** 短い課題 1 **
本文で、筆者がこの映画を「舌足らずだ」と評する理由を、1〜3文で説明せよ。
** 短い課題 2 **
本文について、次の問いに答えよ。
(a) 映画を見る前、筆者はフェアトレードを何だと思い込んでいたか。
(b) ブラジルについて、本文は何が多いと述べているか。
(c) 筆者は、自分の理解が浅い点や誤りをどこで指摘してほしいと述べているか。

** 本文抜粋 **

☆ ☆ ☆ ☆

この映画を見る前、「貧しいコーヒー農家を救う切り札はフェアトレード!」と思い込んでいたが、そんな単純な話ではないと思った。

そのフェアトレードについての話もあり、特に納得したのは以下の点。

なるほど、フェアトレードは小規模農家を対象とすることが多いが、たとえばブラジルでは大農園も多い。そこで働く小作人の権利保護や、環境破壊も考えなければ、ということか。

(一応言っておくと、トークライブはこのような話ばかりだったわけではなく、ぼくが興味を惹かれた部分をメモっただけもの。)

ともかくこの映画、グローバル化と南北問題、自由市場の問題、生産国同士の対立など、大きな問題のいくつかの部分だけを取り上げている。問題の枠組みをきちんと示すという点で、舌足らずだ。
これを観て「コーヒー農家は(一様に)悲惨だ」「フェアトレードで解決できる」と理解してしまったら、それは短絡的だと思う。

が、このイベントに参加できたことはためになった。こういう映画を日本に紹介するために努力したり、応援したりする人たちにも敬意を表したい。

ぼくはもちろんこの問題の専門家ではなく、理解が浅い点や誤りもあるだろう。
そういう点は、コメント欄で指摘してほしいと思う。

参考になりそうなWebページを挙げておく。

☆ ☆ ☆ ☆

** 点の配置データ **
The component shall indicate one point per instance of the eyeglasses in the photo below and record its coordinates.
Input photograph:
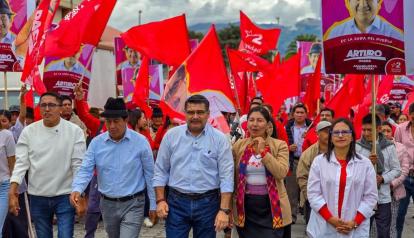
(192, 113)
(341, 133)
(49, 105)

☆ ☆ ☆ ☆

** 記述解答 1 **
この映画は、グローバル化と南北問題、自由市場の問題、生産国同士の対立など、大きな問題のいくつかの部分だけを取り上げているからだ。そのため、問題の枠組みをきちんと示すという点で足りないと筆者は考えている。

** 記述解答 2 **
(a) 貧しいコーヒー農家を救う切り札
(b) 大農園
(c) コメント欄